◆ Goal: Repeat the data that follows, word for word, without the images.
>> begin Available records
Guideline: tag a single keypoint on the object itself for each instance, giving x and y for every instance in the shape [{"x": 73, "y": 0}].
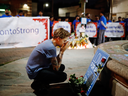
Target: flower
[
  {"x": 82, "y": 91},
  {"x": 77, "y": 83},
  {"x": 103, "y": 60}
]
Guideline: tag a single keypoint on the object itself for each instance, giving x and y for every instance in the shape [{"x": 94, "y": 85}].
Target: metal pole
[
  {"x": 111, "y": 8},
  {"x": 84, "y": 7}
]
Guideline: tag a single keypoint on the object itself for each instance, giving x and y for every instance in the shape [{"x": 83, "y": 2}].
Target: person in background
[
  {"x": 123, "y": 19},
  {"x": 98, "y": 24},
  {"x": 102, "y": 28},
  {"x": 108, "y": 38},
  {"x": 66, "y": 19},
  {"x": 113, "y": 20},
  {"x": 6, "y": 13},
  {"x": 120, "y": 20},
  {"x": 92, "y": 40},
  {"x": 88, "y": 18},
  {"x": 59, "y": 19},
  {"x": 51, "y": 25},
  {"x": 74, "y": 23},
  {"x": 108, "y": 19},
  {"x": 20, "y": 14},
  {"x": 126, "y": 28},
  {"x": 40, "y": 14},
  {"x": 45, "y": 66}
]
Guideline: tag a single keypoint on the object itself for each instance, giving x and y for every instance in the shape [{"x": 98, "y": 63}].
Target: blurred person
[
  {"x": 66, "y": 19},
  {"x": 126, "y": 28},
  {"x": 51, "y": 25},
  {"x": 74, "y": 22},
  {"x": 59, "y": 19},
  {"x": 20, "y": 14},
  {"x": 98, "y": 25},
  {"x": 113, "y": 20},
  {"x": 108, "y": 19},
  {"x": 44, "y": 66},
  {"x": 108, "y": 38},
  {"x": 102, "y": 28},
  {"x": 40, "y": 14},
  {"x": 88, "y": 18},
  {"x": 123, "y": 19},
  {"x": 120, "y": 20},
  {"x": 7, "y": 12}
]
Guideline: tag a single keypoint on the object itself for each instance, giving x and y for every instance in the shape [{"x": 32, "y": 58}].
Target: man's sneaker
[{"x": 40, "y": 92}]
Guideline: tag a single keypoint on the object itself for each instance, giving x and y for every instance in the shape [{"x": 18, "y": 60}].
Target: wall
[
  {"x": 72, "y": 10},
  {"x": 16, "y": 5},
  {"x": 120, "y": 8},
  {"x": 76, "y": 10}
]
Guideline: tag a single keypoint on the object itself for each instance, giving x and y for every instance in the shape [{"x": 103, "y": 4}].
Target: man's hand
[{"x": 64, "y": 46}]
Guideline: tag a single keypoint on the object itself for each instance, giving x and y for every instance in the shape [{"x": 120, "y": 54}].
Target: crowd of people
[{"x": 101, "y": 21}]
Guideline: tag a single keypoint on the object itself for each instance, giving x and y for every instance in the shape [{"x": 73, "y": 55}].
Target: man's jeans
[
  {"x": 47, "y": 76},
  {"x": 101, "y": 37}
]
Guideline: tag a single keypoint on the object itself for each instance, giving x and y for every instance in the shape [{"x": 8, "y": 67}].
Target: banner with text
[
  {"x": 23, "y": 31},
  {"x": 61, "y": 24},
  {"x": 115, "y": 30},
  {"x": 91, "y": 29},
  {"x": 96, "y": 66}
]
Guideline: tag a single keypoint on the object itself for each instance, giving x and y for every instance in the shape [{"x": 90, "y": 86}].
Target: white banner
[
  {"x": 115, "y": 30},
  {"x": 61, "y": 24},
  {"x": 91, "y": 29},
  {"x": 23, "y": 31}
]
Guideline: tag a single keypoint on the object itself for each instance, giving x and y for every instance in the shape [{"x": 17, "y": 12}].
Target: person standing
[
  {"x": 102, "y": 28},
  {"x": 126, "y": 28},
  {"x": 120, "y": 20},
  {"x": 20, "y": 14},
  {"x": 98, "y": 24},
  {"x": 108, "y": 38},
  {"x": 44, "y": 66},
  {"x": 74, "y": 23},
  {"x": 59, "y": 19},
  {"x": 51, "y": 25},
  {"x": 108, "y": 19},
  {"x": 40, "y": 14},
  {"x": 66, "y": 19},
  {"x": 88, "y": 18},
  {"x": 6, "y": 14}
]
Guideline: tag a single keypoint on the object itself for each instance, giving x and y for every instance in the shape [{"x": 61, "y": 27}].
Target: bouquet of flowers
[{"x": 77, "y": 84}]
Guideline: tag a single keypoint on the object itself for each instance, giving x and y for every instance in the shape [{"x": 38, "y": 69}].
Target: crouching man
[{"x": 44, "y": 66}]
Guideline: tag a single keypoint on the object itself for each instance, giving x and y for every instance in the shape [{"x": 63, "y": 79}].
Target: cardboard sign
[
  {"x": 61, "y": 24},
  {"x": 115, "y": 30},
  {"x": 95, "y": 68},
  {"x": 23, "y": 31},
  {"x": 91, "y": 29}
]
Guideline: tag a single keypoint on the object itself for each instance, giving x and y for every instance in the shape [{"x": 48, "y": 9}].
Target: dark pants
[
  {"x": 101, "y": 37},
  {"x": 48, "y": 75}
]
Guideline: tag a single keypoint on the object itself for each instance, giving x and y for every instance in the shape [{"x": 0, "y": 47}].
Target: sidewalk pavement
[{"x": 15, "y": 82}]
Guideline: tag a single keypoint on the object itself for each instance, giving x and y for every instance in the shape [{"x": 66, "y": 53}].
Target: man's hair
[
  {"x": 87, "y": 14},
  {"x": 102, "y": 12},
  {"x": 61, "y": 33},
  {"x": 20, "y": 11},
  {"x": 96, "y": 16},
  {"x": 77, "y": 16},
  {"x": 41, "y": 11},
  {"x": 119, "y": 17}
]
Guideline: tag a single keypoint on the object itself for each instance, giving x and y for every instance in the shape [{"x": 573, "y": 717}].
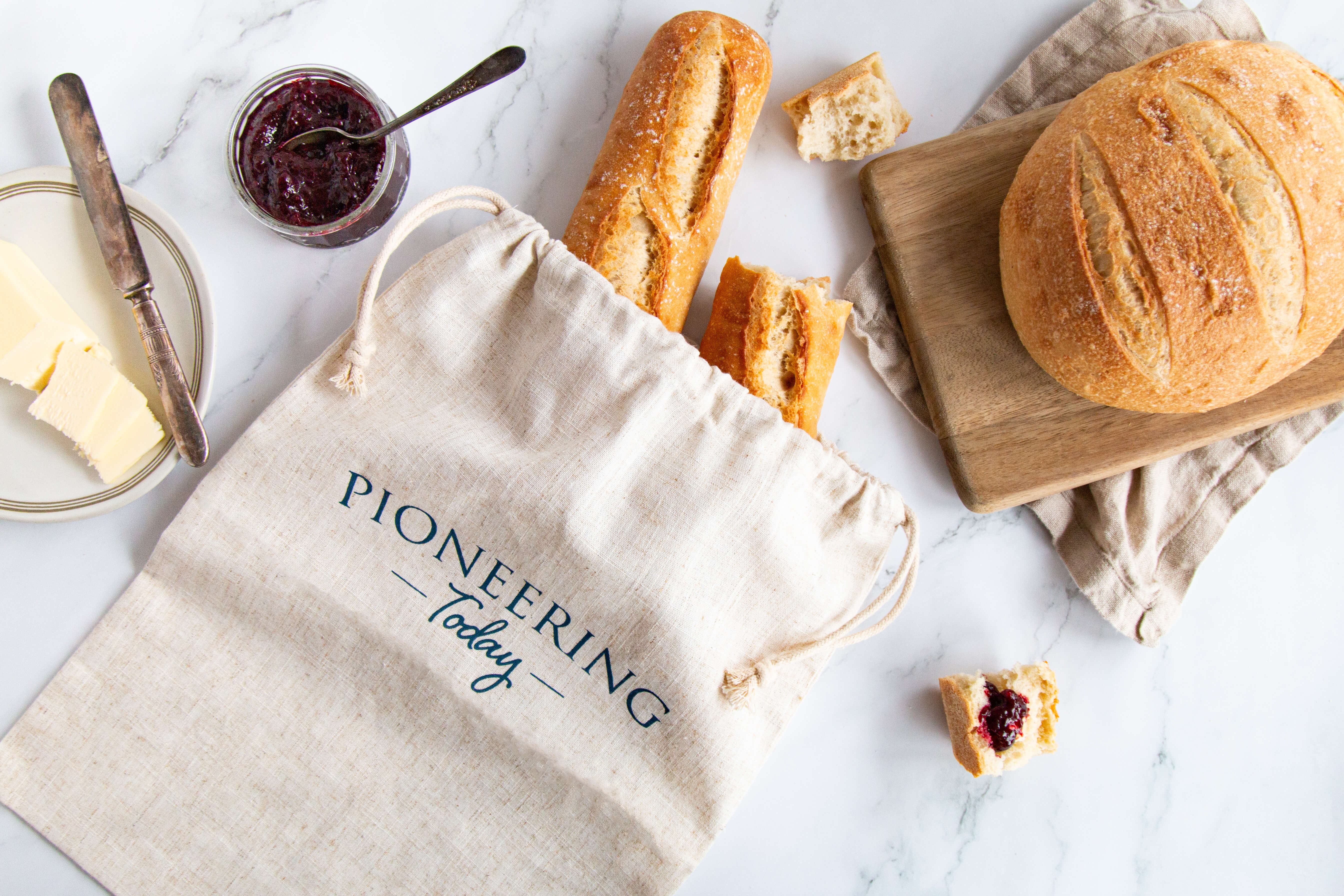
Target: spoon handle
[{"x": 498, "y": 65}]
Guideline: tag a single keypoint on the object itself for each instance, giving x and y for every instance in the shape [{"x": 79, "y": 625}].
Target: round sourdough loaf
[{"x": 1175, "y": 240}]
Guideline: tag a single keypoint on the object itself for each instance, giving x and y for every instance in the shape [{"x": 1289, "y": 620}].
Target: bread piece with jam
[{"x": 1000, "y": 720}]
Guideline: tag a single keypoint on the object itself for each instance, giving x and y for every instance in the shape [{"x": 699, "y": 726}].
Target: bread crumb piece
[{"x": 851, "y": 115}]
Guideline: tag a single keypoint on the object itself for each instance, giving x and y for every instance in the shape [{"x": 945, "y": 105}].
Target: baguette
[
  {"x": 851, "y": 115},
  {"x": 776, "y": 336},
  {"x": 1172, "y": 241},
  {"x": 654, "y": 205}
]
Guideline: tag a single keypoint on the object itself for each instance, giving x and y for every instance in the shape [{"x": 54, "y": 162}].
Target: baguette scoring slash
[{"x": 654, "y": 205}]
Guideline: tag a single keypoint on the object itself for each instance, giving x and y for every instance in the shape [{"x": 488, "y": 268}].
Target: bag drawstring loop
[
  {"x": 740, "y": 684},
  {"x": 362, "y": 347}
]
>> end Available records
◆ Answer to the task:
Guideline: tag a single keypoint on the object itself for each instance, giving x and y for every instance in the shape [{"x": 73, "y": 0}].
Target: flower
[
  {"x": 82, "y": 91},
  {"x": 77, "y": 83},
  {"x": 103, "y": 60}
]
Guideline: tag a single keypoint on the object itself for each instance, giving x and y for every instance in the shape [{"x": 94, "y": 85}].
Target: metal pole
[
  {"x": 111, "y": 8},
  {"x": 84, "y": 7}
]
Guideline: tag a single keypoint on the object itself for each instance, giving x and y for every instance in the shape [{"x": 83, "y": 2}].
Target: person in background
[
  {"x": 123, "y": 19},
  {"x": 98, "y": 24},
  {"x": 102, "y": 28},
  {"x": 108, "y": 38},
  {"x": 66, "y": 19},
  {"x": 113, "y": 20},
  {"x": 6, "y": 13},
  {"x": 120, "y": 20},
  {"x": 92, "y": 40},
  {"x": 88, "y": 18},
  {"x": 59, "y": 19},
  {"x": 51, "y": 25},
  {"x": 74, "y": 23},
  {"x": 108, "y": 19},
  {"x": 20, "y": 14},
  {"x": 126, "y": 28},
  {"x": 40, "y": 14},
  {"x": 45, "y": 66}
]
Guideline: tag a single keypoint on the object itself for each instance, giving x and y for every instance in the shape [{"x": 98, "y": 63}].
Target: blurred person
[
  {"x": 66, "y": 19},
  {"x": 126, "y": 28},
  {"x": 51, "y": 25},
  {"x": 74, "y": 22},
  {"x": 59, "y": 19},
  {"x": 20, "y": 14},
  {"x": 98, "y": 25},
  {"x": 113, "y": 20},
  {"x": 108, "y": 19},
  {"x": 44, "y": 66},
  {"x": 108, "y": 38},
  {"x": 102, "y": 28},
  {"x": 40, "y": 14},
  {"x": 88, "y": 18},
  {"x": 123, "y": 19},
  {"x": 120, "y": 20},
  {"x": 7, "y": 12}
]
Guideline: tag a single keypoint on the object itself for each instance, giving x and y for every instance in the shape [{"x": 32, "y": 58}].
Target: man's sneaker
[{"x": 40, "y": 92}]
Guideline: tag a single keypoint on the object itself for each instance, giving x and y for every instance in the shape [{"x": 18, "y": 60}].
Target: wall
[
  {"x": 72, "y": 10},
  {"x": 16, "y": 5},
  {"x": 120, "y": 8},
  {"x": 76, "y": 10}
]
Guideline: tag a single keypoint on the object itself for each instance, giving x and y for every instance in the shape [{"x": 103, "y": 4}].
Target: man's hand
[{"x": 64, "y": 46}]
Guideline: tag a single keypoint on the object itself for each instance, giving x and y for every instance in the shape [{"x": 120, "y": 54}].
Target: crowd of people
[{"x": 101, "y": 21}]
Guideline: tag a single keypoint on the object itself for each instance, giving x and y for every instance in the shape [{"x": 73, "y": 55}].
Target: man's jeans
[
  {"x": 47, "y": 76},
  {"x": 101, "y": 37}
]
Guideline: tag a single keypoint on the object itself for each instance, giving x and y for every instance in the shape [{"x": 8, "y": 67}].
Target: banner with text
[
  {"x": 23, "y": 31},
  {"x": 61, "y": 24},
  {"x": 115, "y": 30},
  {"x": 91, "y": 29},
  {"x": 96, "y": 66}
]
Guideline: tag a single keypoint on the object itself for each instance, giving x and y for every instance in the shape [{"x": 90, "y": 86}].
Target: white banner
[
  {"x": 115, "y": 30},
  {"x": 61, "y": 24},
  {"x": 91, "y": 29},
  {"x": 23, "y": 31}
]
Guideline: tag a single keypoint on the object itself for each instance, giving x and y for every instance in the shape [{"x": 17, "y": 12}].
Target: person standing
[
  {"x": 102, "y": 28},
  {"x": 126, "y": 28},
  {"x": 120, "y": 20},
  {"x": 20, "y": 14},
  {"x": 98, "y": 24},
  {"x": 108, "y": 38},
  {"x": 44, "y": 66},
  {"x": 74, "y": 23},
  {"x": 59, "y": 19},
  {"x": 51, "y": 25},
  {"x": 108, "y": 19},
  {"x": 40, "y": 14},
  {"x": 66, "y": 19},
  {"x": 88, "y": 18},
  {"x": 6, "y": 14}
]
Guideline: tag a single keypoint on the object itself for each instance, giving x and y for every instance in the shape [{"x": 61, "y": 27}].
Target: bouquet of flowers
[{"x": 77, "y": 84}]
Guideline: tag a single keypoint on the object itself for each instance, giving x and y for every instance in the shape [{"x": 38, "y": 69}].
Target: crouching man
[{"x": 44, "y": 66}]
Guideline: tag a single keypoint on the object itself for each instance, giving x and y for every instance in the shape [{"x": 63, "y": 79}].
Target: cardboard sign
[
  {"x": 61, "y": 24},
  {"x": 115, "y": 30},
  {"x": 95, "y": 68},
  {"x": 23, "y": 31},
  {"x": 91, "y": 29}
]
Guideline: tag a single keypoint on the object itself for each instance, giving x and y for every instance in the shape [{"x": 48, "y": 9}].
Target: dark pants
[
  {"x": 101, "y": 37},
  {"x": 48, "y": 75}
]
Guideline: tag a single keypoint on the object itself for each instance, giving x and y for every instance in the shape [{"x": 0, "y": 47}].
Target: sidewalk pavement
[{"x": 15, "y": 82}]
Guideline: tag a single keypoint on the object itself for each instance, giving x and y for every instance in the shape [{"x": 66, "y": 53}].
Target: man's hair
[
  {"x": 87, "y": 14},
  {"x": 102, "y": 12},
  {"x": 61, "y": 33},
  {"x": 20, "y": 11},
  {"x": 96, "y": 16},
  {"x": 77, "y": 16},
  {"x": 41, "y": 11},
  {"x": 119, "y": 17}
]
Guideline: tag a single keypoint on the object itself for each instance, giving x and y for every instance in the shape [{"x": 573, "y": 717}].
Target: spoon handle
[{"x": 498, "y": 65}]
Guideline: tag a single keypoint on the object itself for each instance, giving x and y for every instance in the shape [{"x": 79, "y": 625}].
Target: round sourdough loaf
[{"x": 1175, "y": 240}]
Guideline: tag a single keypoint on the object itself for each instance, giving x and y for every instance in the shape [{"x": 1289, "y": 620}].
Target: bread piece with jam
[{"x": 1000, "y": 720}]
Guideline: tag a single keypoint on the object itself for each instance, giving x and y for every instance in the shape [{"x": 699, "y": 726}].
Target: bread crumb piece
[{"x": 851, "y": 115}]
Guideline: tag a single keypoint on the object itself for each instance, giving x and y for every instance in the shape [{"x": 945, "y": 105}].
Target: baguette
[
  {"x": 851, "y": 115},
  {"x": 776, "y": 336},
  {"x": 1172, "y": 241},
  {"x": 654, "y": 205}
]
Guideline: tag a single keypoint on the object itself for each instance, giving x and y for every instance in the shape [{"x": 54, "y": 162}].
Target: baguette scoring slash
[{"x": 654, "y": 205}]
Guideline: tag a single keypoint on the object itself for each instance, giving x and y for every instance in the shape [{"x": 488, "y": 268}].
Target: bag drawstring loop
[
  {"x": 740, "y": 684},
  {"x": 362, "y": 347}
]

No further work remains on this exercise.